Aim:
Copy the lines from the one with "Target: cookie with yellow icing" up to and including the one with "106 24 L 106", replacing each "reply" with "response" and changing nothing else.

++++++++++

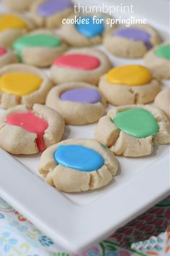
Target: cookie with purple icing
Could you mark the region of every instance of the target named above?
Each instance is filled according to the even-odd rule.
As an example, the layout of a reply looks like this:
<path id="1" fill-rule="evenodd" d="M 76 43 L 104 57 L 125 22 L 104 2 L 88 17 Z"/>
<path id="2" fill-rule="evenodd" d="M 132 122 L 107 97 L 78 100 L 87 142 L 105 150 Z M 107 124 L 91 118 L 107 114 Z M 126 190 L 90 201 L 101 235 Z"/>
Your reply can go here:
<path id="1" fill-rule="evenodd" d="M 140 58 L 161 42 L 157 31 L 148 25 L 120 28 L 106 35 L 104 46 L 112 54 L 125 58 Z"/>
<path id="2" fill-rule="evenodd" d="M 106 101 L 99 90 L 85 83 L 66 83 L 54 87 L 46 106 L 57 111 L 69 125 L 97 122 L 103 115 Z"/>
<path id="3" fill-rule="evenodd" d="M 72 11 L 70 0 L 36 0 L 30 7 L 30 16 L 38 26 L 52 28 L 59 27 Z"/>

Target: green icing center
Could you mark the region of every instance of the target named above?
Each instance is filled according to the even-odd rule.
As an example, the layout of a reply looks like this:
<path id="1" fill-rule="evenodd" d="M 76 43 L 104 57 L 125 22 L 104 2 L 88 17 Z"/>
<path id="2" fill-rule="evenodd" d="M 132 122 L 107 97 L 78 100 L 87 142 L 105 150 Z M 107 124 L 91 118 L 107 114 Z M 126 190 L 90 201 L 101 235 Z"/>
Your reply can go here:
<path id="1" fill-rule="evenodd" d="M 16 40 L 13 48 L 20 59 L 22 59 L 23 49 L 26 47 L 58 47 L 61 44 L 60 38 L 50 35 L 30 35 Z"/>
<path id="2" fill-rule="evenodd" d="M 136 138 L 154 136 L 159 129 L 155 117 L 142 108 L 118 112 L 112 121 L 119 130 Z"/>
<path id="3" fill-rule="evenodd" d="M 170 59 L 170 44 L 158 47 L 155 53 L 157 57 Z"/>

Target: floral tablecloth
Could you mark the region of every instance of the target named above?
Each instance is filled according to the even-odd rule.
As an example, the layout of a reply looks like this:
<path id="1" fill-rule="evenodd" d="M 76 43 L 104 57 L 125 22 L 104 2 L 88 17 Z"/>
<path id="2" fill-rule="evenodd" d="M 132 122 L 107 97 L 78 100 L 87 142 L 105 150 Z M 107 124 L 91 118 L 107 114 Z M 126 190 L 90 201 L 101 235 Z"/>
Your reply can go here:
<path id="1" fill-rule="evenodd" d="M 170 255 L 170 197 L 80 255 L 69 255 L 0 198 L 0 256 Z"/>

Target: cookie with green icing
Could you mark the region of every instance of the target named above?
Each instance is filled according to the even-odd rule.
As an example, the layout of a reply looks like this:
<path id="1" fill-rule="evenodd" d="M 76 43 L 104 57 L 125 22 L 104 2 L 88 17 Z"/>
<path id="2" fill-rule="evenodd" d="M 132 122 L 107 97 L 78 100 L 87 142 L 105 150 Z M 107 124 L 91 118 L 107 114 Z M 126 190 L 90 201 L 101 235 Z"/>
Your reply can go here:
<path id="1" fill-rule="evenodd" d="M 20 61 L 40 67 L 50 66 L 67 46 L 60 38 L 47 30 L 38 30 L 17 38 L 13 44 Z"/>
<path id="2" fill-rule="evenodd" d="M 46 181 L 64 192 L 104 186 L 117 170 L 114 154 L 93 139 L 71 139 L 58 143 L 43 153 L 39 165 L 39 173 Z"/>
<path id="3" fill-rule="evenodd" d="M 170 79 L 170 41 L 160 44 L 145 56 L 144 62 L 154 76 Z"/>
<path id="4" fill-rule="evenodd" d="M 143 157 L 155 144 L 170 143 L 165 112 L 150 105 L 127 105 L 109 111 L 95 128 L 95 138 L 117 155 Z"/>

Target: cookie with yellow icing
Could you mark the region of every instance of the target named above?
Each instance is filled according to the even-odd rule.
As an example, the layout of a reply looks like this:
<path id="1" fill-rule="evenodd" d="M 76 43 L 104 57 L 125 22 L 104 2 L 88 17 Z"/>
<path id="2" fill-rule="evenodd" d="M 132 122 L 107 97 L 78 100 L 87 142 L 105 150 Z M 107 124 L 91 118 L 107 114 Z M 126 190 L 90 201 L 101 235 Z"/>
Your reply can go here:
<path id="1" fill-rule="evenodd" d="M 66 51 L 67 46 L 54 33 L 42 29 L 17 38 L 13 43 L 13 48 L 22 62 L 46 67 Z"/>
<path id="2" fill-rule="evenodd" d="M 73 12 L 71 0 L 35 0 L 30 6 L 30 17 L 38 27 L 56 28 Z"/>
<path id="3" fill-rule="evenodd" d="M 27 10 L 35 0 L 3 0 L 3 2 L 12 11 L 23 12 Z"/>
<path id="4" fill-rule="evenodd" d="M 106 24 L 106 20 L 110 18 L 106 13 L 74 13 L 68 17 L 69 22 L 64 19 L 60 35 L 73 47 L 101 44 L 104 36 L 113 30 L 113 27 Z M 75 22 L 75 20 L 78 22 Z"/>
<path id="5" fill-rule="evenodd" d="M 39 164 L 45 181 L 64 192 L 103 187 L 117 170 L 114 154 L 93 139 L 71 139 L 51 146 L 42 154 Z"/>
<path id="6" fill-rule="evenodd" d="M 96 85 L 111 67 L 111 63 L 104 52 L 96 49 L 74 49 L 54 60 L 51 75 L 56 83 L 85 82 Z"/>
<path id="7" fill-rule="evenodd" d="M 153 27 L 137 24 L 115 29 L 106 35 L 103 44 L 112 54 L 125 58 L 141 58 L 161 41 Z"/>
<path id="8" fill-rule="evenodd" d="M 121 106 L 153 102 L 161 83 L 147 67 L 129 65 L 109 70 L 101 78 L 98 87 L 108 102 Z"/>
<path id="9" fill-rule="evenodd" d="M 17 105 L 0 117 L 0 146 L 14 154 L 35 154 L 59 142 L 64 130 L 63 118 L 51 108 Z"/>
<path id="10" fill-rule="evenodd" d="M 20 104 L 45 103 L 53 83 L 41 70 L 24 64 L 0 69 L 0 105 L 4 109 Z"/>
<path id="11" fill-rule="evenodd" d="M 154 104 L 165 111 L 170 117 L 170 88 L 163 89 L 156 96 Z"/>
<path id="12" fill-rule="evenodd" d="M 16 13 L 0 15 L 0 45 L 11 46 L 13 41 L 35 28 L 33 22 Z"/>
<path id="13" fill-rule="evenodd" d="M 126 105 L 101 117 L 95 138 L 116 155 L 138 157 L 152 154 L 154 145 L 170 143 L 170 121 L 150 105 Z"/>
<path id="14" fill-rule="evenodd" d="M 7 47 L 0 46 L 0 68 L 12 63 L 18 62 L 18 58 L 13 51 Z"/>
<path id="15" fill-rule="evenodd" d="M 95 86 L 77 82 L 52 88 L 46 104 L 59 112 L 67 124 L 77 125 L 97 122 L 106 107 L 106 100 Z"/>
<path id="16" fill-rule="evenodd" d="M 164 42 L 149 51 L 143 61 L 156 77 L 170 79 L 170 42 Z"/>

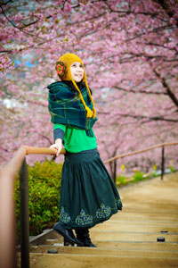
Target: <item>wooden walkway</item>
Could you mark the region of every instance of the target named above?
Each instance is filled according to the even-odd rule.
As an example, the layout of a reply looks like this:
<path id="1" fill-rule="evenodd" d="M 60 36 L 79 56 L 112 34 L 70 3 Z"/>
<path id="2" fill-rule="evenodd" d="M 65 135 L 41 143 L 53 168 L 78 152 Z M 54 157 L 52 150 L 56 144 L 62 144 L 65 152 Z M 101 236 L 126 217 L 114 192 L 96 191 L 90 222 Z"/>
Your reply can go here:
<path id="1" fill-rule="evenodd" d="M 123 211 L 91 230 L 97 248 L 62 247 L 53 232 L 53 239 L 31 246 L 30 267 L 178 267 L 177 188 L 178 173 L 120 188 Z"/>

++++++++++

Response:
Target: cookie with yellow icing
Could you mark the region of every instance of the target named above?
Each instance is filled according to the even-odd rule.
As an example, the layout of a response looks like this:
<path id="1" fill-rule="evenodd" d="M 76 43 L 104 57 L 125 22 L 104 2 L 88 17 Z"/>
<path id="2" fill-rule="evenodd" d="M 132 122 L 107 97 L 78 100 L 87 142 L 105 150 Z M 107 124 L 91 118 L 107 114 Z M 126 190 L 90 201 L 101 235 Z"/>
Your response can go here:
<path id="1" fill-rule="evenodd" d="M 66 51 L 67 46 L 54 33 L 42 29 L 17 38 L 13 43 L 13 48 L 22 62 L 46 67 Z"/>
<path id="2" fill-rule="evenodd" d="M 73 12 L 71 0 L 35 0 L 30 6 L 30 17 L 38 27 L 56 28 Z"/>
<path id="3" fill-rule="evenodd" d="M 27 10 L 35 0 L 3 0 L 3 2 L 12 11 L 23 12 Z"/>
<path id="4" fill-rule="evenodd" d="M 106 24 L 106 20 L 110 18 L 106 13 L 74 13 L 68 17 L 69 22 L 64 19 L 60 35 L 73 47 L 101 44 L 104 36 L 113 30 L 113 27 Z M 75 22 L 75 20 L 78 22 Z"/>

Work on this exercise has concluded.